[ASSIGNMENT]
In the HIV article below, by how much did the global incidence of HIV infection fall between 1999 and 2009?

[SOURCE EXTRACT]

[Start of Attachment]

A nurse preps an HIV-infected patient in Bangkon, Thailand, for a round of anti-retroviral drugs to treat the condition, 29 Nov 2010
A nurse preps an HIV-infected patient in Bangkon, Thailand, for a round of anti-retroviral drugs to treat the condition, 29 Nov 2010

A recent U.N. report says global HIV rates are going down - but not in every region of the world. In Eastern Europe and Central Asia the number of HIV-positive people has nearly tripled in the past decade.

Vladimir Osin is a 30-year-old social worker who lives in St. Petersburg, Russia. He used to inject drugs and, like a fast growing number of Russians, is now HIV-positive.

"I was 15-years old when I start to smoke drugs," he explained, "and then in two or three years I start to use injection drugs and when I was using drugs I need to share needles with my friends."

He said he knew little about the risks he was taking. When he was 20 years old, after three years injecting drugs, he went into a rehabilitation program. Now, he says, anti-retroviral therapy is helping him live a healthy life.

"I do not know, I think I am a lucky guy. I am a lucky guy because I have HIV and Hepatitis C, but I have no problems with my health and everything is okay," he said.

But Osin says for people who are HIV-positive and still using drugs, the health system in Russia is not so effective. He says many doctors do not believe that addicts will take their medication correctly and so do not help them to get the right medication.

Denis Broun, Regional Director of UNAIDS for Europe and Central Asia, says in that region less than 20 percent of people who need treatment for HIV infection receive it. That compares with 40 percent of people in Africa.

Earlier this month, UNAIDS published its annual report on the global state of the HIV/AIDS epidemic.

The report found that in the 10 years between 1999 and 2009 the global incidence of HIV infection fell by almost 20 percent.

But it found a different story in Eastern Europe and Central Asia.

"This region is the only region in the world where the number of cases continues to increase. Most of the transmission has been through drug users who are injecting drugs and there is a real problem with heroine use, notably in Russia and Central Asia," Broun said.

[End of Attachment]

[EXTRACTED MATERIAL]
[Start of Attachment]

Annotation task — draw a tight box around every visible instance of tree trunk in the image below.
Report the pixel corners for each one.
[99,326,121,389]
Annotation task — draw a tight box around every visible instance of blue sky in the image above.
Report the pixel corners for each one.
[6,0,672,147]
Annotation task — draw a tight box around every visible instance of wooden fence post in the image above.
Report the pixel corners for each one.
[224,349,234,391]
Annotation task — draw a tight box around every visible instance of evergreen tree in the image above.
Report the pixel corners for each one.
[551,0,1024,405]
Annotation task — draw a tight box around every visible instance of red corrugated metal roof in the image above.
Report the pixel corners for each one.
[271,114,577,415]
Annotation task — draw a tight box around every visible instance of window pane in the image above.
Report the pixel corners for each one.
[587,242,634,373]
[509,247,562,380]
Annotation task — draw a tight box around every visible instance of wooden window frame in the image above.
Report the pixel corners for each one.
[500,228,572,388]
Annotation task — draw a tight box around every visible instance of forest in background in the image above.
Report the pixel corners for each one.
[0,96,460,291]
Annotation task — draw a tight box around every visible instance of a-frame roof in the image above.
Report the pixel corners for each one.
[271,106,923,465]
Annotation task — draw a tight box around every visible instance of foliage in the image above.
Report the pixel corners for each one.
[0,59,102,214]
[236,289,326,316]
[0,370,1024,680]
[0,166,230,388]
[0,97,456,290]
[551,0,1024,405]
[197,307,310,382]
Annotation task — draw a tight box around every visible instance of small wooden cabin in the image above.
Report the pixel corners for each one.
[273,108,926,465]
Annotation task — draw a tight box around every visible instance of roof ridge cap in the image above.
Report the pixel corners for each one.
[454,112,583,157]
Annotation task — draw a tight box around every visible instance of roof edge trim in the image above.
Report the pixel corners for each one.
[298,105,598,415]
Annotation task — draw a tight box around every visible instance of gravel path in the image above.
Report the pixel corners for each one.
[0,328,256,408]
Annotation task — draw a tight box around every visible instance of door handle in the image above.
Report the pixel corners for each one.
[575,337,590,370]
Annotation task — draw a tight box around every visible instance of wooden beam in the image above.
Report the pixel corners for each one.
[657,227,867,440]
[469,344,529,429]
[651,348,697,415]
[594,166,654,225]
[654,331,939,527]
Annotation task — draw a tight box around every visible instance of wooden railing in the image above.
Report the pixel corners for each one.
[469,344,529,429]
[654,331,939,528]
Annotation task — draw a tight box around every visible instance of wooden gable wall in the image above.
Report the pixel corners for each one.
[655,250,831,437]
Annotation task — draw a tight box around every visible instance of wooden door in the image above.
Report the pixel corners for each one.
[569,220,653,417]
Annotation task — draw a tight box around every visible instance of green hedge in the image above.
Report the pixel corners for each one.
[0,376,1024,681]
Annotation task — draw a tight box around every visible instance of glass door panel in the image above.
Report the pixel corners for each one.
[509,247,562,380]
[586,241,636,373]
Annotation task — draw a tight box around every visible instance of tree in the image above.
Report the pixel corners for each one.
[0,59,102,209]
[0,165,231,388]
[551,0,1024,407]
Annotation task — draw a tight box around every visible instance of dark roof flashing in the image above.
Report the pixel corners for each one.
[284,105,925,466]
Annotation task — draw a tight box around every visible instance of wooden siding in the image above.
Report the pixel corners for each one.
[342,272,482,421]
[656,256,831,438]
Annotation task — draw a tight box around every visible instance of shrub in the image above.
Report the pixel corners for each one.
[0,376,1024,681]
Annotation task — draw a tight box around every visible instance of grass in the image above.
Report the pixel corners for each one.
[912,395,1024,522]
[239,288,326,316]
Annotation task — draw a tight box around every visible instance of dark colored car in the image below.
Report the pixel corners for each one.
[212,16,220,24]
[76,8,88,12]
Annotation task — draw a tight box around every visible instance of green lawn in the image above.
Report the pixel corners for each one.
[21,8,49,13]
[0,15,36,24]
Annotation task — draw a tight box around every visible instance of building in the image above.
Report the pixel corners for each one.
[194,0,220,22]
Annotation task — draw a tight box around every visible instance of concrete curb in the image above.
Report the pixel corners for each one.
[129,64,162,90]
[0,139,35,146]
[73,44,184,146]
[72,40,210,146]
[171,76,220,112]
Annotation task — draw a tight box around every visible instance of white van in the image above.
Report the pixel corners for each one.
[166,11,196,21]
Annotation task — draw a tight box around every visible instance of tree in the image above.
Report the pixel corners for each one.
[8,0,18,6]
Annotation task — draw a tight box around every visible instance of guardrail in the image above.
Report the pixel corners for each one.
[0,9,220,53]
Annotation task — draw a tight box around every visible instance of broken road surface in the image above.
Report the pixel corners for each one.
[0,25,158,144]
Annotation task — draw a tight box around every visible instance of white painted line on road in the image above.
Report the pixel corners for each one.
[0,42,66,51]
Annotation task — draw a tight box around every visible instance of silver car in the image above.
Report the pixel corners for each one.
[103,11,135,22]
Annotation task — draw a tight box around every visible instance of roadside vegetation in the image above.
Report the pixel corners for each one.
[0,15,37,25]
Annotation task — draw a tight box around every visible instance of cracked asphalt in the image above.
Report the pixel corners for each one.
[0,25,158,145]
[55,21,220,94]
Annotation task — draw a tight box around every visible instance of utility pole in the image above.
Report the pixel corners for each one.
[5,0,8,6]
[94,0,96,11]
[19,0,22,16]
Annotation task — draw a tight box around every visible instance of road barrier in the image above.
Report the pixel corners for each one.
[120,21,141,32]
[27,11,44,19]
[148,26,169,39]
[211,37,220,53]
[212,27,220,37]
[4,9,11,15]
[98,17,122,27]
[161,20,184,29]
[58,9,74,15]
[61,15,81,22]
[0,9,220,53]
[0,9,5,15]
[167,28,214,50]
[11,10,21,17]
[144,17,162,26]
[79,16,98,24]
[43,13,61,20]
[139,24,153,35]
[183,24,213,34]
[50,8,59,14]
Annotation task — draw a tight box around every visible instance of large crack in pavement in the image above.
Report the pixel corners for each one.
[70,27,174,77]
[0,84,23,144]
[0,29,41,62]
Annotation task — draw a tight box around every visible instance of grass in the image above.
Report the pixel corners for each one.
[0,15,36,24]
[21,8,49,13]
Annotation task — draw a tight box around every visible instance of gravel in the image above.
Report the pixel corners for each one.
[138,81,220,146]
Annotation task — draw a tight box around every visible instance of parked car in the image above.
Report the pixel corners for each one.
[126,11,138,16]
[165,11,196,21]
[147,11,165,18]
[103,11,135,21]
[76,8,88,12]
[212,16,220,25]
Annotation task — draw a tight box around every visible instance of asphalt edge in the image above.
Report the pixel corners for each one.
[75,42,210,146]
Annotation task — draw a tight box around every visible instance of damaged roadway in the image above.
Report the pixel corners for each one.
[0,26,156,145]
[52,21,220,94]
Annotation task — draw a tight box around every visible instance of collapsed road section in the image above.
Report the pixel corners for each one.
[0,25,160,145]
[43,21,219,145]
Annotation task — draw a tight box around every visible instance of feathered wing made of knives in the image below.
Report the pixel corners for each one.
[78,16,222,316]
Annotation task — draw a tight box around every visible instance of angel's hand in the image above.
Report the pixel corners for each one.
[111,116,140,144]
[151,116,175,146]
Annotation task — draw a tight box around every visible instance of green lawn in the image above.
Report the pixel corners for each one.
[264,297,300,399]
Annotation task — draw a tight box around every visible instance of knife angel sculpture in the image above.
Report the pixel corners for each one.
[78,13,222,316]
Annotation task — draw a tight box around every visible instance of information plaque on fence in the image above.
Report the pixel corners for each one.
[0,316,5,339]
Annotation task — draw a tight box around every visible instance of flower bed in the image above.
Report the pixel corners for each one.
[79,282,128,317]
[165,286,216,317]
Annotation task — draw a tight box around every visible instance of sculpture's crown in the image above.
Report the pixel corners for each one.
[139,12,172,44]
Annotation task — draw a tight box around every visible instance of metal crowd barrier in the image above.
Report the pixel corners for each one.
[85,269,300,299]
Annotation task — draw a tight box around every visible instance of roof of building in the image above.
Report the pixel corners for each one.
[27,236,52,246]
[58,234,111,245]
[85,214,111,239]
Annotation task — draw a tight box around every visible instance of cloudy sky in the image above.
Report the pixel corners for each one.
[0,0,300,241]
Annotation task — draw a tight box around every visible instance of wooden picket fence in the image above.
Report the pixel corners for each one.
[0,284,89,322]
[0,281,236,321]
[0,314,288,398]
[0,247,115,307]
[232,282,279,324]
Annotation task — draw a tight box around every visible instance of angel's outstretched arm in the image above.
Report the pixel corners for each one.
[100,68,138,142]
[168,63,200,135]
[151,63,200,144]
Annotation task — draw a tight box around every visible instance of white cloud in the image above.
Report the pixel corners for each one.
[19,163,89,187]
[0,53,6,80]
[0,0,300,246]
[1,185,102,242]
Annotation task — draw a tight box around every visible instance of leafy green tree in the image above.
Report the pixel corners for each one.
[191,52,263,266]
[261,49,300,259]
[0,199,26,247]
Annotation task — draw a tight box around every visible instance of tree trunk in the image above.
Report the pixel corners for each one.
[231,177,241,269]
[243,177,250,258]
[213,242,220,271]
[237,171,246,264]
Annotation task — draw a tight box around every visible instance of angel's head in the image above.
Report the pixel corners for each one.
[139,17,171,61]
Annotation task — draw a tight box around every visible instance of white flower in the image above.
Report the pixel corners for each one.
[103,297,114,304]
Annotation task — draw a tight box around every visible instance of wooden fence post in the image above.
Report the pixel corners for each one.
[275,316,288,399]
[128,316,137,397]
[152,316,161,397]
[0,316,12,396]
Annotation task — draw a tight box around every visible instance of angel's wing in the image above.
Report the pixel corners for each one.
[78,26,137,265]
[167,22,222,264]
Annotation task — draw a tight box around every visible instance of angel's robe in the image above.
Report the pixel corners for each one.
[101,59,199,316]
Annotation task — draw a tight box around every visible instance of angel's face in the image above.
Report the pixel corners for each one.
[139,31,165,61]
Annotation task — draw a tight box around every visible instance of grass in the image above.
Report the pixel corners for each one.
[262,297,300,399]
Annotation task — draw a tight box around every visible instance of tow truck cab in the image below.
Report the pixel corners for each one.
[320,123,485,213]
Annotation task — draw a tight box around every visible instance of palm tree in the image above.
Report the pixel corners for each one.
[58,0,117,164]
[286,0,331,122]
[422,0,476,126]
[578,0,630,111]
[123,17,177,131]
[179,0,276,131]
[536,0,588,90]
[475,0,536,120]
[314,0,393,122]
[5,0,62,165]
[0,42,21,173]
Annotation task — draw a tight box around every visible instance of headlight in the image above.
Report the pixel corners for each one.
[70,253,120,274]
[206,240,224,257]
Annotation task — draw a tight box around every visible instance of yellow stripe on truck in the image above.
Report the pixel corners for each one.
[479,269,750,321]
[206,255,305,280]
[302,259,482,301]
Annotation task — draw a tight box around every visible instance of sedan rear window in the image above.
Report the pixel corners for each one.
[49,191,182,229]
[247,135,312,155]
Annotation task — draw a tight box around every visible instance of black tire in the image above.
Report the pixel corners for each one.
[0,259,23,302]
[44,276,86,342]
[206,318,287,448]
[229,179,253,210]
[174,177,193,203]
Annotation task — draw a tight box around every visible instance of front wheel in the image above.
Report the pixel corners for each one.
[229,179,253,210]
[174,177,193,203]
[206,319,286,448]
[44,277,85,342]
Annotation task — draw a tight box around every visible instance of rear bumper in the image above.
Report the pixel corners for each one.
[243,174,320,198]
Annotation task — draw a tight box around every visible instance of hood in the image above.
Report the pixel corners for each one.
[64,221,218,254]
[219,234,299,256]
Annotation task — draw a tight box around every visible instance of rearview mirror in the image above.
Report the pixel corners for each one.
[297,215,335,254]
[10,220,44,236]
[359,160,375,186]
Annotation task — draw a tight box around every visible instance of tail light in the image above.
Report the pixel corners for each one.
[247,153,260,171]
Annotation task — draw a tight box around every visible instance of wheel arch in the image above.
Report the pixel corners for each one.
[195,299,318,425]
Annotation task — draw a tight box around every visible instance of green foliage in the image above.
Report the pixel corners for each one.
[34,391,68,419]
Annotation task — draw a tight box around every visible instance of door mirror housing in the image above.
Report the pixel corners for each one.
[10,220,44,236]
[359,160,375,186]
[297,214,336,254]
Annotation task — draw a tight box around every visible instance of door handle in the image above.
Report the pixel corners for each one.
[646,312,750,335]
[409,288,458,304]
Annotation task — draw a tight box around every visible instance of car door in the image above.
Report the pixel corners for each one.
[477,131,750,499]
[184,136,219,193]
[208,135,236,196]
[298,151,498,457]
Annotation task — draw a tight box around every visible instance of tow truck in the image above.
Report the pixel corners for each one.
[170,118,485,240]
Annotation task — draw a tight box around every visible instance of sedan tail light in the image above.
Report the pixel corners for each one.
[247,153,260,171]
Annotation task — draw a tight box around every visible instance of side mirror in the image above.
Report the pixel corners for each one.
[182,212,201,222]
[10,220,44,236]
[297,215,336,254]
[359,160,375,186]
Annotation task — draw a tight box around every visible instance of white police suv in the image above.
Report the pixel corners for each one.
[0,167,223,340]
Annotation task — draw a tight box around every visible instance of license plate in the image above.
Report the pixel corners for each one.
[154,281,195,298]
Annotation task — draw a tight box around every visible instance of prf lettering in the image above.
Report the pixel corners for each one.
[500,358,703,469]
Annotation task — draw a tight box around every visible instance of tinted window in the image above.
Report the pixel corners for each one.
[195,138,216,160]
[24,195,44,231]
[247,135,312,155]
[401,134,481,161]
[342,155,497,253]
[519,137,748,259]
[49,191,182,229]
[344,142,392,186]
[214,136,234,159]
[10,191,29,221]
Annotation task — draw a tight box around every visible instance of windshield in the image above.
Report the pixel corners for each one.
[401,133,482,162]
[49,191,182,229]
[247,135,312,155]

[End of Attachment]

[SOLUTION]
By almost 20 percent.